**TASK PROMPT:**
Repeat each record below exactly as given.

>> Start GIVEN INFORMATION

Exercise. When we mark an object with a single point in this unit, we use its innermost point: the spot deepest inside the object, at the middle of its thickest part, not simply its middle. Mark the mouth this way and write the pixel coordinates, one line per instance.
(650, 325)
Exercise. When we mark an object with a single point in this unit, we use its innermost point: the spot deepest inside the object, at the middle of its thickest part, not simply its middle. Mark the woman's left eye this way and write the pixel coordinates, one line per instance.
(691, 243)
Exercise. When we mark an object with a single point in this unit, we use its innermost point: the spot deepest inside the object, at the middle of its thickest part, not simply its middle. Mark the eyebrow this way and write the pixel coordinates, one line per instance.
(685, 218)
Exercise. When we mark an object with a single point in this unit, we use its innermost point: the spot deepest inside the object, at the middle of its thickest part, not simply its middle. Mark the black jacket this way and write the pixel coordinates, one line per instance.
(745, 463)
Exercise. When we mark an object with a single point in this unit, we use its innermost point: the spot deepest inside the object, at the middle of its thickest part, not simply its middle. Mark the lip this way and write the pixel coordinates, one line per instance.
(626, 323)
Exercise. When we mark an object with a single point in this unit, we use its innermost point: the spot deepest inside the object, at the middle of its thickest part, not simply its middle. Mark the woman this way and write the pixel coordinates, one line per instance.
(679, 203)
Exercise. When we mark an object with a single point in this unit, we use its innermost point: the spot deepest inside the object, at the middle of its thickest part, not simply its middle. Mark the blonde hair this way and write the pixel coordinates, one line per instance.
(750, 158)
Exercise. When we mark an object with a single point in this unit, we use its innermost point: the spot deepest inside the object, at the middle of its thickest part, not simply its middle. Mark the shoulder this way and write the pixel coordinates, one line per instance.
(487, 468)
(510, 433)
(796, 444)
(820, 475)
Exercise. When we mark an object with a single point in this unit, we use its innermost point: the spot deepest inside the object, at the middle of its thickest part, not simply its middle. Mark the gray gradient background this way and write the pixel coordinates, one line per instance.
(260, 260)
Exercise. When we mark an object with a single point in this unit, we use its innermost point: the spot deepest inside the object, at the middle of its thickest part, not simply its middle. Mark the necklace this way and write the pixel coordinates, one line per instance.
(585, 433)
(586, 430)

>> End GIVEN INFORMATION

**RESPONSE TO THIS EXERCISE:**
Exercise. When we mark an object with a single point in this unit, we use its innermost point: the spot deepest inside the object, at the middle of its thickest part, not simply its middle. Mark the mouth this way and write the pixel coordinates, one line per instance.
(650, 325)
Exercise. When we mark an object with a single point in this unit, we use its innermost point: the spot deepest inside the object, at the middle of its thickest part, not simply its middle. Mark the woman's left eye this way and write the pixel coordinates, one line per instance.
(691, 243)
Exercise. When we mark an object with a single point in this unit, we use its innermost point: the spot deepest inside the object, at the middle of its thickest part, not simply its middle. Mark the eyebrow this way and write the pixel coordinates, one line per instance.
(685, 218)
Exercise. When we mark an object with a single point in this unit, we use its innermost point: the spot deepest inside the object, at the middle of its thickest part, not simply its middle. Mark the black jacket this way and write the pixel coordinates, one line per instance.
(745, 463)
Exercise. When we mark an object with a single point in this unit, we use its innermost point: the spot deepest inside the object, at the middle of its thickest part, not simply its middle. Mark the lip this way and write the pixel coordinates, one line per instance.
(626, 323)
Exercise. When we mark an object with a single point in this unit, we use its innermost point: the spot deepest inside the object, at the middle of its thickest part, not simply its middle. Mark the woman this way and write the pixel coordinates, one line per instance.
(679, 203)
Exercise. When we mark an object with a single point in this unit, we use its innermost point: the spot deepest inside the object, at the middle of its thickest part, not simply its middle. Mark the blonde hair this way and write the pixel coordinates, one line per instance.
(750, 158)
Exercise. When we mark an object with a single point in this unit, we use its innermost point: the spot deepest inside the object, at the middle of its thickest part, not simply its middle. Mark the shoulder this way and write the pixel coordinates, one line per instance.
(487, 468)
(510, 433)
(796, 444)
(820, 475)
Exercise. When we mark an object with a single point in this unit, we use its innermost point: the spot deepest inside the object, at the middle of its thickest part, not simply its middle. Mark the gray gradient background this way and write the pixel coordinates, one line per instance.
(260, 260)
Exercise. When we mark an object with a single point in this unit, we use its innermost point: the spot deepest inside the object, at the middle of its thickest part, not simply its middle. Mark the necklace this way and write the pixel coordinates, one line per instance.
(585, 433)
(586, 430)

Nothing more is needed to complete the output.